Image-grounded pointing data:

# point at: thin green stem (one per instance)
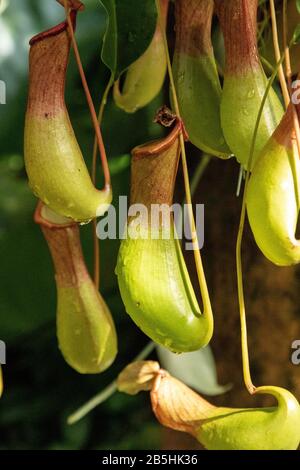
(112, 387)
(96, 242)
(288, 72)
(277, 53)
(207, 310)
(108, 391)
(241, 298)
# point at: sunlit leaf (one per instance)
(130, 28)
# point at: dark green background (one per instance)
(40, 388)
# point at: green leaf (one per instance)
(197, 369)
(130, 29)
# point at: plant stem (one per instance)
(241, 298)
(207, 310)
(288, 72)
(281, 76)
(107, 392)
(90, 102)
(96, 242)
(112, 388)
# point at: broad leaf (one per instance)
(196, 369)
(130, 28)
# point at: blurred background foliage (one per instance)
(41, 390)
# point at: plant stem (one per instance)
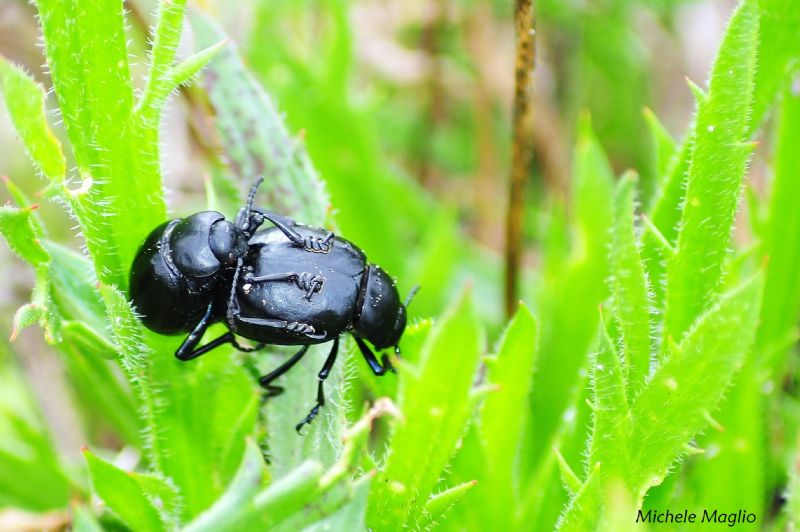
(522, 147)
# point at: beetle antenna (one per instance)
(244, 221)
(410, 296)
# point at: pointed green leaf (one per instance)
(160, 83)
(781, 245)
(630, 288)
(25, 101)
(568, 476)
(664, 146)
(717, 167)
(585, 509)
(122, 493)
(434, 416)
(778, 50)
(18, 230)
(237, 496)
(438, 505)
(254, 135)
(674, 405)
(184, 71)
(501, 419)
(609, 442)
(568, 304)
(117, 198)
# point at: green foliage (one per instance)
(434, 412)
(650, 366)
(718, 162)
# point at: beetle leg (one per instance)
(266, 380)
(323, 374)
(189, 350)
(304, 280)
(303, 329)
(309, 243)
(373, 363)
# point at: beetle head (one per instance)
(382, 317)
(228, 242)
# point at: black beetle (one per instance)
(287, 285)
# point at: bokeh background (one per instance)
(405, 109)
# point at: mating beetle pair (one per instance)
(290, 284)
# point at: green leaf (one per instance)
(25, 101)
(664, 217)
(568, 476)
(718, 163)
(664, 146)
(575, 287)
(781, 308)
(84, 521)
(86, 355)
(184, 71)
(19, 231)
(609, 443)
(630, 288)
(585, 509)
(500, 420)
(439, 504)
(123, 494)
(674, 406)
(118, 198)
(778, 50)
(434, 416)
(237, 496)
(28, 456)
(254, 135)
(160, 81)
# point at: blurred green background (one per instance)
(404, 109)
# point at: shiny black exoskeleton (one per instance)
(287, 285)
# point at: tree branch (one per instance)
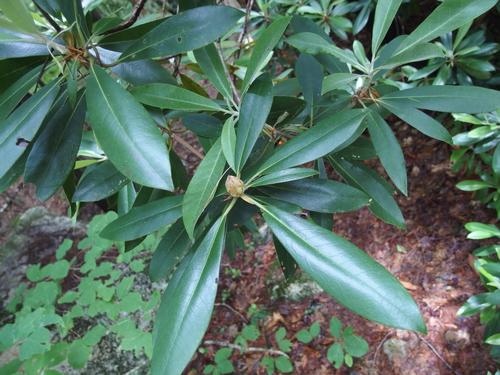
(139, 6)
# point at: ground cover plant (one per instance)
(89, 108)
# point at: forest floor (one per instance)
(431, 257)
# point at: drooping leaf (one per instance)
(184, 32)
(127, 133)
(384, 14)
(202, 187)
(187, 305)
(255, 108)
(23, 124)
(99, 181)
(144, 219)
(54, 152)
(345, 272)
(166, 96)
(319, 195)
(388, 150)
(263, 47)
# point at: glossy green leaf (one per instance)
(448, 16)
(144, 219)
(384, 15)
(54, 152)
(228, 142)
(344, 271)
(99, 181)
(419, 120)
(187, 305)
(184, 32)
(285, 175)
(268, 39)
(127, 133)
(383, 204)
(210, 62)
(329, 135)
(319, 195)
(202, 187)
(11, 97)
(23, 124)
(461, 99)
(388, 150)
(166, 96)
(255, 108)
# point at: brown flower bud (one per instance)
(234, 186)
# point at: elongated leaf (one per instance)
(187, 305)
(344, 271)
(419, 120)
(329, 135)
(99, 181)
(184, 32)
(165, 96)
(254, 110)
(448, 16)
(172, 248)
(285, 175)
(319, 195)
(384, 14)
(202, 187)
(461, 99)
(23, 124)
(54, 152)
(127, 133)
(314, 44)
(263, 47)
(210, 62)
(11, 97)
(228, 142)
(388, 150)
(383, 205)
(145, 219)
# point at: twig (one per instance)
(233, 310)
(436, 353)
(187, 146)
(139, 6)
(243, 350)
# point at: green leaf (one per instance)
(184, 32)
(127, 133)
(11, 97)
(145, 219)
(419, 120)
(165, 96)
(462, 99)
(99, 181)
(384, 14)
(263, 47)
(448, 16)
(210, 62)
(319, 195)
(388, 150)
(255, 108)
(23, 124)
(383, 205)
(344, 271)
(54, 152)
(228, 142)
(329, 135)
(187, 305)
(285, 175)
(202, 187)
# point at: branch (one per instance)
(243, 350)
(139, 6)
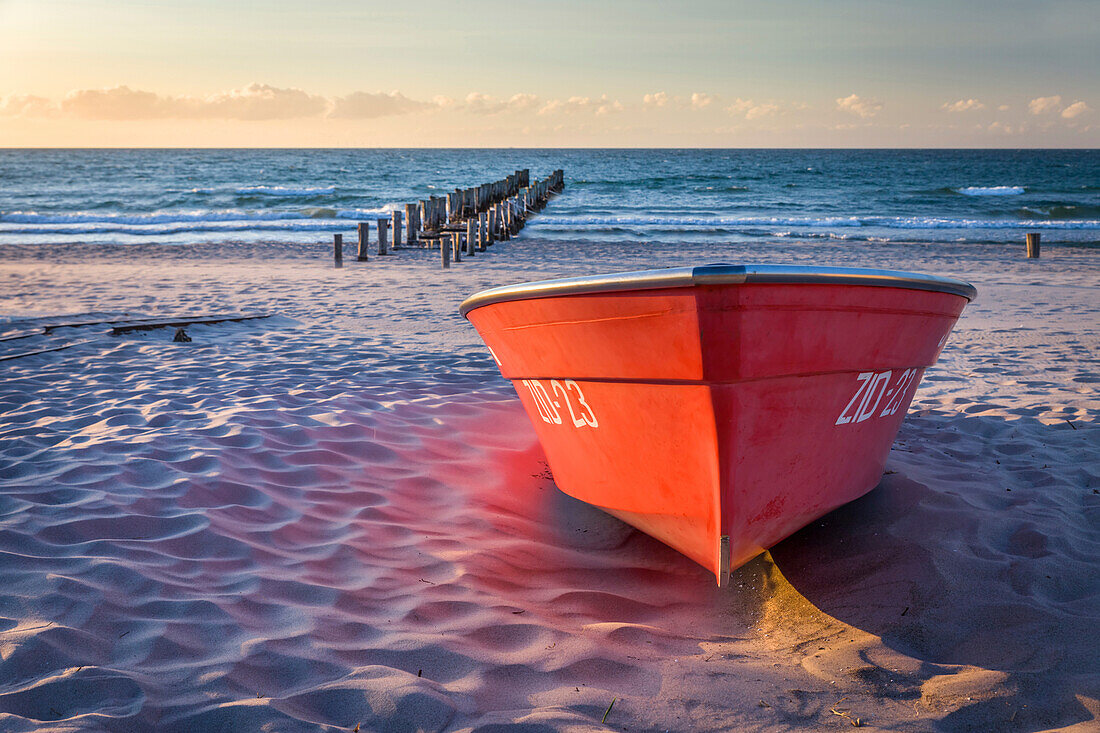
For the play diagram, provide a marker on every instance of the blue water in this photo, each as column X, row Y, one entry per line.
column 188, row 196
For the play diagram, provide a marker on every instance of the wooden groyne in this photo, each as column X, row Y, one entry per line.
column 462, row 222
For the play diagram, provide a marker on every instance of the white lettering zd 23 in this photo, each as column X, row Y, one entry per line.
column 872, row 387
column 549, row 403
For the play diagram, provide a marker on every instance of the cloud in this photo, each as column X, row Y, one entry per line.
column 1076, row 109
column 575, row 105
column 700, row 100
column 752, row 110
column 261, row 101
column 487, row 105
column 116, row 104
column 26, row 106
column 1043, row 105
column 858, row 106
column 964, row 106
column 255, row 101
column 367, row 106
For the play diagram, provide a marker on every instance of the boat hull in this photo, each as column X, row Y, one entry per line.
column 718, row 417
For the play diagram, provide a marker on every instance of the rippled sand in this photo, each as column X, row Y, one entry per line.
column 339, row 515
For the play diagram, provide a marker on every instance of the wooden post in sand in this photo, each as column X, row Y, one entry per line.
column 364, row 240
column 413, row 219
column 1033, row 244
column 396, row 216
column 383, row 236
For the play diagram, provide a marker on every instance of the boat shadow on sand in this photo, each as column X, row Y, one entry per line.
column 972, row 595
column 968, row 599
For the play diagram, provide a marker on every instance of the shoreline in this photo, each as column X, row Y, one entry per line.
column 340, row 515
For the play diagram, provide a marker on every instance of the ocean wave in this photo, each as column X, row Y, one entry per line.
column 282, row 190
column 177, row 228
column 198, row 217
column 990, row 190
column 813, row 222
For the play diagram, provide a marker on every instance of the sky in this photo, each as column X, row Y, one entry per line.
column 562, row 73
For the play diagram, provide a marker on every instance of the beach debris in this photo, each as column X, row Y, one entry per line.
column 846, row 713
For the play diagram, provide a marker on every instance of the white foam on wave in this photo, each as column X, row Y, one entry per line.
column 990, row 190
column 195, row 220
column 284, row 190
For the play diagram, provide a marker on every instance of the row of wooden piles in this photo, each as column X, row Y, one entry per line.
column 463, row 222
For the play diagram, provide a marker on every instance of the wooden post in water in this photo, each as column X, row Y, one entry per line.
column 383, row 236
column 364, row 240
column 397, row 229
column 1033, row 244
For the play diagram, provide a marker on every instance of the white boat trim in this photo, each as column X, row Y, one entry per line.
column 718, row 274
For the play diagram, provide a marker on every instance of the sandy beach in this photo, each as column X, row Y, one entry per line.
column 339, row 516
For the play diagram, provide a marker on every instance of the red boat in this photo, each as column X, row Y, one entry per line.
column 718, row 408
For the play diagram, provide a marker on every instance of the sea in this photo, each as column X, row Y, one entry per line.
column 179, row 197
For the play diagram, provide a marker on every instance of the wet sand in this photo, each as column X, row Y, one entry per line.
column 340, row 515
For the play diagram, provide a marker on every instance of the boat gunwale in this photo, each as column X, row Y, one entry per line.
column 718, row 274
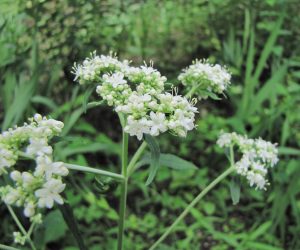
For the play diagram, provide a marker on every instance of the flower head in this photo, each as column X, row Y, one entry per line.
column 205, row 79
column 257, row 156
column 29, row 187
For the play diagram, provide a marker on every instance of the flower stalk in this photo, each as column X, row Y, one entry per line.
column 20, row 226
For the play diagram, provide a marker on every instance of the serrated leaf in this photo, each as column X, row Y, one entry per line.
column 55, row 226
column 155, row 154
column 175, row 162
column 105, row 185
column 168, row 160
column 235, row 190
column 86, row 97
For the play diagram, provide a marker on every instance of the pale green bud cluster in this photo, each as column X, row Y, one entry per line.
column 138, row 92
column 205, row 79
column 257, row 156
column 38, row 188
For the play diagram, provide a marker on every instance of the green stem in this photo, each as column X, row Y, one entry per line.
column 192, row 91
column 191, row 205
column 123, row 197
column 4, row 247
column 135, row 158
column 95, row 171
column 20, row 226
column 83, row 168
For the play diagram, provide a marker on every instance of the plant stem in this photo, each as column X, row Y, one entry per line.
column 123, row 197
column 4, row 247
column 20, row 226
column 135, row 158
column 95, row 171
column 83, row 168
column 191, row 205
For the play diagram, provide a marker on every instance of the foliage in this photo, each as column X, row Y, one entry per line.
column 259, row 40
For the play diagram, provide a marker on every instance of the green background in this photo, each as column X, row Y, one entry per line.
column 257, row 40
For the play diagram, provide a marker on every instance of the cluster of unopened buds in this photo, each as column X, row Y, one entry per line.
column 257, row 155
column 40, row 187
column 138, row 93
column 205, row 79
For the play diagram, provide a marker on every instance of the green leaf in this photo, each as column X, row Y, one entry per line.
column 105, row 185
column 235, row 190
column 175, row 162
column 155, row 154
column 44, row 101
column 55, row 226
column 68, row 215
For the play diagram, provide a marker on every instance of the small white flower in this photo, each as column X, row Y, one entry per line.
column 16, row 176
column 29, row 209
column 257, row 156
column 45, row 167
column 205, row 77
column 158, row 123
column 115, row 79
column 50, row 193
column 19, row 238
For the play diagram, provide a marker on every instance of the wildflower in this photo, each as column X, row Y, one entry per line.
column 257, row 156
column 138, row 93
column 205, row 79
column 50, row 193
column 19, row 238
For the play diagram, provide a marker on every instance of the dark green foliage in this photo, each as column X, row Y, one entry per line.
column 258, row 40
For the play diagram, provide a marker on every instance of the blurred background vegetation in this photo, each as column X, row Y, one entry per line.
column 258, row 40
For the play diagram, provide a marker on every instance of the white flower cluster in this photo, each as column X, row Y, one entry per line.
column 138, row 92
column 205, row 79
column 36, row 189
column 257, row 156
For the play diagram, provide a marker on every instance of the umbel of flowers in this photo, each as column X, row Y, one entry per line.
column 138, row 93
column 40, row 187
column 205, row 79
column 257, row 155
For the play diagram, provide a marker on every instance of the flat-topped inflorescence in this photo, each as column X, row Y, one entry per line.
column 138, row 92
column 257, row 156
column 38, row 188
column 203, row 79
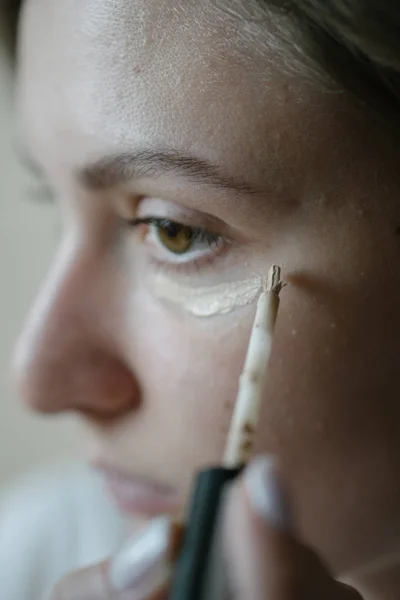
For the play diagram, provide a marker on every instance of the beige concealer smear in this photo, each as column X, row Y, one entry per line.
column 206, row 301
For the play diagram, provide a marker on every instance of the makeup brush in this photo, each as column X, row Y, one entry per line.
column 198, row 574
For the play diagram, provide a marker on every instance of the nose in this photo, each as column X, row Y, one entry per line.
column 66, row 358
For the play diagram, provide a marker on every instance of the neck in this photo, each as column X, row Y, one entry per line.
column 380, row 584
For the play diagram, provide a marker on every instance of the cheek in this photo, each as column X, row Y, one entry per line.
column 189, row 370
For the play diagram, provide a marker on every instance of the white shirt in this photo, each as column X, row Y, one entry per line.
column 53, row 523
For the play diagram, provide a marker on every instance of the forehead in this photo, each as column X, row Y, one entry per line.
column 102, row 75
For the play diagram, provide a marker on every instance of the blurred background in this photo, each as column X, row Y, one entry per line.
column 29, row 231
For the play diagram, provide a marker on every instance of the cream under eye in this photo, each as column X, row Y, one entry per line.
column 176, row 242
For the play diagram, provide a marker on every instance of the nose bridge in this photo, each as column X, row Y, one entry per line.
column 60, row 364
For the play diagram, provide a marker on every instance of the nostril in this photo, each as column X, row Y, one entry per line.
column 85, row 380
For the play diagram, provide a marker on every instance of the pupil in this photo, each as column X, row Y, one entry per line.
column 176, row 231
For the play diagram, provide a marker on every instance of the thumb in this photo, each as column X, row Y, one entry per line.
column 265, row 559
column 139, row 571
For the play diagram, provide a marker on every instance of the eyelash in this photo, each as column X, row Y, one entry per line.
column 197, row 235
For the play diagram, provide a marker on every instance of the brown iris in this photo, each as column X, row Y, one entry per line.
column 175, row 237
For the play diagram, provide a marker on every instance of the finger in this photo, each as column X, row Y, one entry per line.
column 140, row 570
column 265, row 560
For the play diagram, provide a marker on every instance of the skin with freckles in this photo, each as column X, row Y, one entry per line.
column 215, row 135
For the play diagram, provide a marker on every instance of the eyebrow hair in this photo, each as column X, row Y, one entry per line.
column 121, row 168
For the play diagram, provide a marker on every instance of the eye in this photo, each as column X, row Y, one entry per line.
column 178, row 242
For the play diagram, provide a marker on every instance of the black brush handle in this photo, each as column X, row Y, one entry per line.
column 193, row 562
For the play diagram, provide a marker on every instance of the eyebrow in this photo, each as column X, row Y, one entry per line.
column 122, row 168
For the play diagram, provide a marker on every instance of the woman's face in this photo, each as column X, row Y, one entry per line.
column 178, row 112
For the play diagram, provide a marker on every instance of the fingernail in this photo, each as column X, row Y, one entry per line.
column 266, row 494
column 142, row 565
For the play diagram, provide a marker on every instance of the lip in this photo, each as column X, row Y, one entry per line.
column 138, row 496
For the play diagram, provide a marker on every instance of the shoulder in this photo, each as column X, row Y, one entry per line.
column 51, row 523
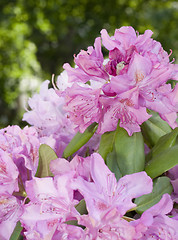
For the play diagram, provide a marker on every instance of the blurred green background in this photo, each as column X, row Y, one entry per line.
column 38, row 37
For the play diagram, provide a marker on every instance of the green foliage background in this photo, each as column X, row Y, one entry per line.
column 37, row 37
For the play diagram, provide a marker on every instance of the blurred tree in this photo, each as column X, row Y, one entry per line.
column 44, row 34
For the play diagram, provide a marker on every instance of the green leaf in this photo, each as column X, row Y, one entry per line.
column 107, row 143
column 16, row 233
column 161, row 186
column 154, row 128
column 46, row 155
column 81, row 207
column 163, row 143
column 130, row 152
column 79, row 140
column 162, row 162
column 111, row 162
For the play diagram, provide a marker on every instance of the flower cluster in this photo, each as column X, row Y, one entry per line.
column 113, row 179
column 123, row 86
column 53, row 200
column 18, row 164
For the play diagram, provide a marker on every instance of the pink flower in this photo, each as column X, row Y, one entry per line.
column 83, row 106
column 105, row 193
column 124, row 108
column 135, row 62
column 10, row 212
column 8, row 174
column 50, row 120
column 155, row 224
column 90, row 65
column 22, row 145
column 51, row 203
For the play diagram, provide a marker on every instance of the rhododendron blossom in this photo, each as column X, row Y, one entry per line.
column 135, row 61
column 76, row 174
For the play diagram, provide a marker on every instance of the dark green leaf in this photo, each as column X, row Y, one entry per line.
column 130, row 152
column 161, row 186
column 79, row 140
column 46, row 155
column 154, row 128
column 163, row 143
column 162, row 162
column 17, row 230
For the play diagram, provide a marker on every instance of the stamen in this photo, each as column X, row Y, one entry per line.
column 119, row 67
column 53, row 83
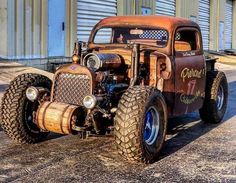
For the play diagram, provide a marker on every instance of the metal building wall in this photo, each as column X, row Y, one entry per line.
column 3, row 28
column 234, row 25
column 27, row 33
column 187, row 8
column 27, row 28
column 217, row 15
column 134, row 7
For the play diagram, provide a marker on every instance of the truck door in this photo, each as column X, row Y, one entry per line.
column 190, row 71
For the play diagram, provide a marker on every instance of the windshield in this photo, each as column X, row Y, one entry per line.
column 155, row 37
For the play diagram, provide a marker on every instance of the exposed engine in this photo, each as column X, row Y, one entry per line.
column 111, row 84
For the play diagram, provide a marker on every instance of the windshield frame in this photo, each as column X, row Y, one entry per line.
column 97, row 28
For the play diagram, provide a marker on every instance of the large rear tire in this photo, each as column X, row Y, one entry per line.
column 140, row 124
column 216, row 98
column 16, row 113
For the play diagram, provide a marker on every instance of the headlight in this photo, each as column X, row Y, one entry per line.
column 90, row 101
column 32, row 93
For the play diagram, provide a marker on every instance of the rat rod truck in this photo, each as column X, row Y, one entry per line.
column 134, row 73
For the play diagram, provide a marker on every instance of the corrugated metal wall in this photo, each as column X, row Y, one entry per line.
column 27, row 35
column 204, row 21
column 27, row 28
column 234, row 25
column 164, row 7
column 90, row 13
column 216, row 17
column 3, row 28
column 228, row 24
column 134, row 7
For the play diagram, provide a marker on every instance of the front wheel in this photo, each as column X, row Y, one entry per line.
column 140, row 124
column 17, row 112
column 215, row 102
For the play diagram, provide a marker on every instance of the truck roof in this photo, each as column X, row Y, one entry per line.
column 165, row 22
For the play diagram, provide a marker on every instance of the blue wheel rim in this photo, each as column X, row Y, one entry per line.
column 220, row 98
column 151, row 126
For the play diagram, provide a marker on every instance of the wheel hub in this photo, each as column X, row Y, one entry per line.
column 220, row 98
column 151, row 126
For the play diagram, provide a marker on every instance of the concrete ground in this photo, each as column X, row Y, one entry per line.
column 194, row 151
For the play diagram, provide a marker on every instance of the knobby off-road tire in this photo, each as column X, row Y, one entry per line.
column 216, row 97
column 16, row 109
column 133, row 136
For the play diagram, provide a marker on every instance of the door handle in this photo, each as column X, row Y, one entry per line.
column 63, row 26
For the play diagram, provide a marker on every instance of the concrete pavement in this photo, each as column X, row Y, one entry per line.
column 194, row 152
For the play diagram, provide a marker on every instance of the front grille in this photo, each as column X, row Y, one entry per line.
column 71, row 88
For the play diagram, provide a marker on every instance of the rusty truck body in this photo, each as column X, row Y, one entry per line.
column 134, row 73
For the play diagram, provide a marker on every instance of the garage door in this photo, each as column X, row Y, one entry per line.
column 164, row 7
column 90, row 13
column 204, row 21
column 228, row 24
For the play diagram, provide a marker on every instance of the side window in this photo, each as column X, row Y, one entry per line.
column 103, row 36
column 186, row 40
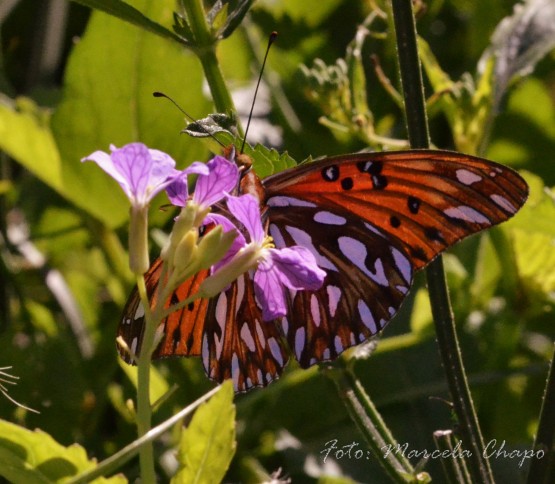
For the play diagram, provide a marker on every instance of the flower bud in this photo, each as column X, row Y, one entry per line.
column 138, row 240
column 243, row 261
column 214, row 246
column 185, row 251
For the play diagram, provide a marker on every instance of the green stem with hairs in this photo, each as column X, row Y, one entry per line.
column 205, row 49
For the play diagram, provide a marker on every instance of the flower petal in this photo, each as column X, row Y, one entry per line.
column 246, row 209
column 141, row 172
column 178, row 190
column 269, row 292
column 222, row 179
column 297, row 268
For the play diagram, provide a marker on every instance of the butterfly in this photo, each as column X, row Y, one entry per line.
column 371, row 220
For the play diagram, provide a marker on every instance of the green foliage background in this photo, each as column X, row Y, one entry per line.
column 59, row 312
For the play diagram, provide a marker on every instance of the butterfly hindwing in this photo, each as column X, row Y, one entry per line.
column 367, row 278
column 181, row 331
column 370, row 220
column 238, row 344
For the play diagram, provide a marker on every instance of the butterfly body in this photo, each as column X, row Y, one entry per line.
column 371, row 220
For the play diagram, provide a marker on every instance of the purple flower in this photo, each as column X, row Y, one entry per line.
column 219, row 177
column 141, row 172
column 291, row 267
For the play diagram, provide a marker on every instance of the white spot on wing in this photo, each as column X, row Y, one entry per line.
column 329, row 218
column 374, row 229
column 260, row 333
column 302, row 238
column 282, row 201
column 503, row 203
column 221, row 310
column 246, row 336
column 403, row 264
column 235, row 371
column 240, row 293
column 334, row 295
column 315, row 310
column 356, row 252
column 466, row 177
column 140, row 312
column 366, row 316
column 468, row 214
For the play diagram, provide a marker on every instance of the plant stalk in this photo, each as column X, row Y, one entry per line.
column 205, row 49
column 144, row 410
column 418, row 133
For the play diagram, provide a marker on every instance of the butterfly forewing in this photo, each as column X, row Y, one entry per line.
column 371, row 220
column 424, row 200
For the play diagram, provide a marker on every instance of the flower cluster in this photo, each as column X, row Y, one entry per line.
column 227, row 247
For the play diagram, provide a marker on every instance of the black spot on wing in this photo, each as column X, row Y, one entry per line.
column 434, row 234
column 418, row 253
column 394, row 221
column 347, row 183
column 330, row 173
column 413, row 204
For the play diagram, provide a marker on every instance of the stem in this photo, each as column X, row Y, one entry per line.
column 542, row 470
column 369, row 422
column 144, row 410
column 415, row 108
column 205, row 48
column 121, row 457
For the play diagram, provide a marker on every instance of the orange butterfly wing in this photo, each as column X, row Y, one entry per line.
column 371, row 220
column 428, row 200
column 182, row 330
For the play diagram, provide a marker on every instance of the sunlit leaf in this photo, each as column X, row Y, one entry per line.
column 34, row 456
column 107, row 98
column 208, row 443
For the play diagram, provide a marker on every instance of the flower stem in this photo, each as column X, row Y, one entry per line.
column 542, row 470
column 144, row 410
column 415, row 108
column 370, row 423
column 205, row 49
column 115, row 461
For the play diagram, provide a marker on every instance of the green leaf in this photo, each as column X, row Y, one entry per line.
column 208, row 444
column 107, row 98
column 25, row 135
column 158, row 384
column 126, row 12
column 34, row 457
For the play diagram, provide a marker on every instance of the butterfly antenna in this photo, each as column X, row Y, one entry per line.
column 187, row 115
column 271, row 40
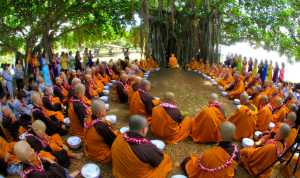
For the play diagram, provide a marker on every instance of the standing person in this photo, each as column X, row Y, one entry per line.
column 8, row 80
column 270, row 71
column 64, row 61
column 264, row 71
column 71, row 61
column 281, row 73
column 19, row 74
column 78, row 61
column 90, row 59
column 250, row 65
column 45, row 70
column 255, row 67
column 276, row 72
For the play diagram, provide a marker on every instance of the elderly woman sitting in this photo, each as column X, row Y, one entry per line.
column 39, row 140
column 39, row 165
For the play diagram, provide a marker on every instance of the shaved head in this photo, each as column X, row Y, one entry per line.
column 244, row 98
column 38, row 125
column 79, row 90
column 146, row 84
column 137, row 123
column 169, row 96
column 227, row 130
column 75, row 81
column 98, row 107
column 36, row 98
column 23, row 151
column 214, row 97
column 292, row 116
column 263, row 100
column 284, row 130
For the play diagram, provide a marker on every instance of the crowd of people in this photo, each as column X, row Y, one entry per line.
column 33, row 119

• _Assignment_
Word for word, retype the lines from the one containing "of the crowd" through the final line of the data, including both ends and nothing more.

• _Response below_
For the play diagram, provide a marker on every instance of the crowd of people in this photo, each as column X, row Y, one entry per line.
column 33, row 119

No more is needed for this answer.